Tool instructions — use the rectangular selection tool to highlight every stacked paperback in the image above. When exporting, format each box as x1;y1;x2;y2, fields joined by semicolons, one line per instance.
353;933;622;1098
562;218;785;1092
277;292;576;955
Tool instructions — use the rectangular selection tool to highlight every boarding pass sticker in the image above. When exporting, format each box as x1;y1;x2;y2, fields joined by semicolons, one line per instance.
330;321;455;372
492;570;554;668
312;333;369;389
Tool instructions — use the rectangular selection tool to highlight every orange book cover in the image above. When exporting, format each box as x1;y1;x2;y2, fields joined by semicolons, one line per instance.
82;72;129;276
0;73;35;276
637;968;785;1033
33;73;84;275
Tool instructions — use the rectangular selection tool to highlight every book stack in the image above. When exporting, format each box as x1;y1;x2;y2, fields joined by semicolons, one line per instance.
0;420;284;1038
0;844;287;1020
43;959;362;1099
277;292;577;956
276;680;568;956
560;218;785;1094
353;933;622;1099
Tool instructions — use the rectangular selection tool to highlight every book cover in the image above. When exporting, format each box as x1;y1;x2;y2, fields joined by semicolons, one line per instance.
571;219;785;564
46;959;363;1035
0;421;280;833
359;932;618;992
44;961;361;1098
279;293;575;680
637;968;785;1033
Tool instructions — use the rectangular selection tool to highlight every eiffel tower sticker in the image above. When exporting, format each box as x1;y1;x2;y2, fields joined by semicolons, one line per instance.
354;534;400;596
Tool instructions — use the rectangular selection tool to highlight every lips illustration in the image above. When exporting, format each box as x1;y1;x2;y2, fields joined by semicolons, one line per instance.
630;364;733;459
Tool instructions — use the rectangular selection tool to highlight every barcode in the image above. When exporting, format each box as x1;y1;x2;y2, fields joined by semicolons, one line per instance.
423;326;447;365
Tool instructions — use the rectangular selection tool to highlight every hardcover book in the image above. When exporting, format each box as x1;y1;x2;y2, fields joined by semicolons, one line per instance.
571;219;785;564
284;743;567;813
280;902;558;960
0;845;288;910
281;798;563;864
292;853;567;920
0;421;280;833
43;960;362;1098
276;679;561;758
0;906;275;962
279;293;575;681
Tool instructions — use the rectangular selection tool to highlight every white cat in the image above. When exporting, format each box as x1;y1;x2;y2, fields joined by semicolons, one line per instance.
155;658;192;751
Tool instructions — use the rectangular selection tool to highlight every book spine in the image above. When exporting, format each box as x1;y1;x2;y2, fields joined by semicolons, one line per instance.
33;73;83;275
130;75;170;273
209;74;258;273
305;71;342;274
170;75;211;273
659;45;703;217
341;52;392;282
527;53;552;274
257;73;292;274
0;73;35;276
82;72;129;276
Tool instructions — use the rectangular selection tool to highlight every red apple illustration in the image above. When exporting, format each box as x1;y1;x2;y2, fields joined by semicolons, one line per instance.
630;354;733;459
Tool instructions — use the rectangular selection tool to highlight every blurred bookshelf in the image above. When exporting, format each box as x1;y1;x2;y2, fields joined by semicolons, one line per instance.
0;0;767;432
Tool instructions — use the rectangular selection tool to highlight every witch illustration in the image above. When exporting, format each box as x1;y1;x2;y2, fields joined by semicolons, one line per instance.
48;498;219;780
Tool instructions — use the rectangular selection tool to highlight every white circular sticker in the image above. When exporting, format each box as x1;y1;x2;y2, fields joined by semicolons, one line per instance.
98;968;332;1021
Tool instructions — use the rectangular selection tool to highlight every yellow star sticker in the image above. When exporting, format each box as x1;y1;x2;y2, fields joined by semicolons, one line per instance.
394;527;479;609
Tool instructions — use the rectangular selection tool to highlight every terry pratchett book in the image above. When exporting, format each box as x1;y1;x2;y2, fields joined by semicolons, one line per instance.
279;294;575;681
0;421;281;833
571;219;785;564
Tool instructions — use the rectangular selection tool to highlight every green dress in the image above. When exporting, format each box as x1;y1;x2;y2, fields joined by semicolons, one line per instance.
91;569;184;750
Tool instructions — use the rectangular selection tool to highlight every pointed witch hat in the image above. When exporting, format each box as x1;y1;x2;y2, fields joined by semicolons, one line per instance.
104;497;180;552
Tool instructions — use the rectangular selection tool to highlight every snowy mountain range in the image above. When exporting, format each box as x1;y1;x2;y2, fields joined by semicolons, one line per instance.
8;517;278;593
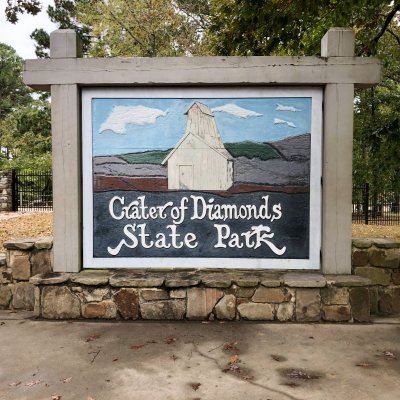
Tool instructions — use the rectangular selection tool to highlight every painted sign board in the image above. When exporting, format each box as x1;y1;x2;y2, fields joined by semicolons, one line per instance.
82;87;322;269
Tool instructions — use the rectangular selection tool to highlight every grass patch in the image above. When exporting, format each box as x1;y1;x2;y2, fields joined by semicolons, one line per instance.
225;141;281;160
120;149;171;164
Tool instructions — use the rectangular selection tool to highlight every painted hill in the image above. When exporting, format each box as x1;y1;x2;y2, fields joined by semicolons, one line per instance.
267;133;310;161
224;141;280;160
93;133;311;186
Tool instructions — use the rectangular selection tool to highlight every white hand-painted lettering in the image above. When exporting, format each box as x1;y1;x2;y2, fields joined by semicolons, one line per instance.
107;223;198;255
213;224;286;255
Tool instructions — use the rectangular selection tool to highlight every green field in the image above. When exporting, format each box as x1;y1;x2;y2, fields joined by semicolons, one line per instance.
120;149;170;164
119;141;281;164
224;141;281;160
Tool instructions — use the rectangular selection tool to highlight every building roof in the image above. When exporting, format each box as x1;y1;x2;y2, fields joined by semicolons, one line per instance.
162;101;232;165
185;101;214;116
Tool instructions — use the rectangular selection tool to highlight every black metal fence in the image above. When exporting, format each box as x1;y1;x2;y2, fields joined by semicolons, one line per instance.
352;183;400;225
12;169;53;211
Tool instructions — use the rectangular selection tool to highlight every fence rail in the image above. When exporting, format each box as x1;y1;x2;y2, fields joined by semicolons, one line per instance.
12;169;53;211
352;183;400;225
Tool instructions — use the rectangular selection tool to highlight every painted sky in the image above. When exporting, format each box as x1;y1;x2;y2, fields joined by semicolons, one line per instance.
92;97;312;156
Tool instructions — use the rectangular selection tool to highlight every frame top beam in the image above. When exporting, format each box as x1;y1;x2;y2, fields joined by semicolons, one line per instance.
24;55;382;91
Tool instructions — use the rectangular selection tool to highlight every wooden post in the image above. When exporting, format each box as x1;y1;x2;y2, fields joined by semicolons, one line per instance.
50;30;82;272
321;28;355;274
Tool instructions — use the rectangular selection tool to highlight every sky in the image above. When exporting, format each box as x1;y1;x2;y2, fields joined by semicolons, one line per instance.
92;97;312;156
0;0;57;59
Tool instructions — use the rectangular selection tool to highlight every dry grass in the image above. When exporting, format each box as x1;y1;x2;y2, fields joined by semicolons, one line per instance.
0;211;399;252
0;212;53;251
352;223;400;240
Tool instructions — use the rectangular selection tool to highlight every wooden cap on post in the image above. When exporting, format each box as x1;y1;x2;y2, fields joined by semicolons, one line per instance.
321;28;355;57
50;29;83;58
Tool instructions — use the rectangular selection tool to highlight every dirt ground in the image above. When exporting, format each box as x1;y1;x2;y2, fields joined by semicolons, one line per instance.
0;212;52;250
0;211;399;251
352;223;400;240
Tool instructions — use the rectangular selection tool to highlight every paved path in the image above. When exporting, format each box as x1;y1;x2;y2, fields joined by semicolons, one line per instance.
0;311;399;400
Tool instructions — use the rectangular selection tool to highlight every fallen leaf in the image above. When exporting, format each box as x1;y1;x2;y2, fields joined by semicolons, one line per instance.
223;363;241;373
356;361;374;368
284;369;320;380
130;343;145;350
282;381;301;388
190;382;201;391
223;341;240;354
112;358;119;362
25;379;41;387
165;336;176;344
229;354;239;364
383;351;396;359
271;354;286;362
61;377;72;383
8;381;21;387
85;333;101;342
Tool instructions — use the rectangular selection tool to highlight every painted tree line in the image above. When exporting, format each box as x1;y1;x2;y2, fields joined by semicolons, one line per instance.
1;0;399;192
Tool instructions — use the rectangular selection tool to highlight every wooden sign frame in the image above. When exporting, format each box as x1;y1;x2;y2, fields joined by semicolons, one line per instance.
82;87;322;269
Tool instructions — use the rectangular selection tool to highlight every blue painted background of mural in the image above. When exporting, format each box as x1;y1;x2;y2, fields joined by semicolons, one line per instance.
92;97;312;156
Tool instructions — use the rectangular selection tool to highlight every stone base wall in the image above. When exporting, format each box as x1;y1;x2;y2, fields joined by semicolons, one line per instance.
352;238;400;315
1;237;399;321
0;171;12;211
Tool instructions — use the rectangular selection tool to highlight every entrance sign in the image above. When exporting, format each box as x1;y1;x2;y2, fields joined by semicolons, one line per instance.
23;28;382;273
82;87;322;269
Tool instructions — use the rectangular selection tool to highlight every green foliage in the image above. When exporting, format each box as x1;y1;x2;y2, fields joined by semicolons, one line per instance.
29;0;91;58
5;0;41;23
353;27;400;191
206;1;398;57
225;141;280;160
0;100;52;170
0;43;31;119
75;0;207;57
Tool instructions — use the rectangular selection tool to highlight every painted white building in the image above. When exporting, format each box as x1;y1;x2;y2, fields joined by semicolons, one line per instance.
162;102;234;191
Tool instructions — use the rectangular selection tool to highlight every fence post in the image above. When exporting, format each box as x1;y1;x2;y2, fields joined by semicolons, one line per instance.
364;182;369;225
11;169;18;211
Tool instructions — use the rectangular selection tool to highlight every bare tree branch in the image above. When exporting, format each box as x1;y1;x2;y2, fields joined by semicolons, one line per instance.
107;9;146;51
372;3;400;45
387;28;400;47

☆ ☆ ☆ ☆ ☆

— Problem to solve —
Give back exactly the lines from the one with "highlight every bare" through the final line of the material, both ends included, and no others.

— Expected output —
Tool instructions — use the rectangular selection tool to highlight every bare tree branch in the image above. When exporting, format each box as x1;y1;x2;y2, fields joined by semicolons, one line per instance.
107;9;146;51
372;3;400;45
387;28;400;47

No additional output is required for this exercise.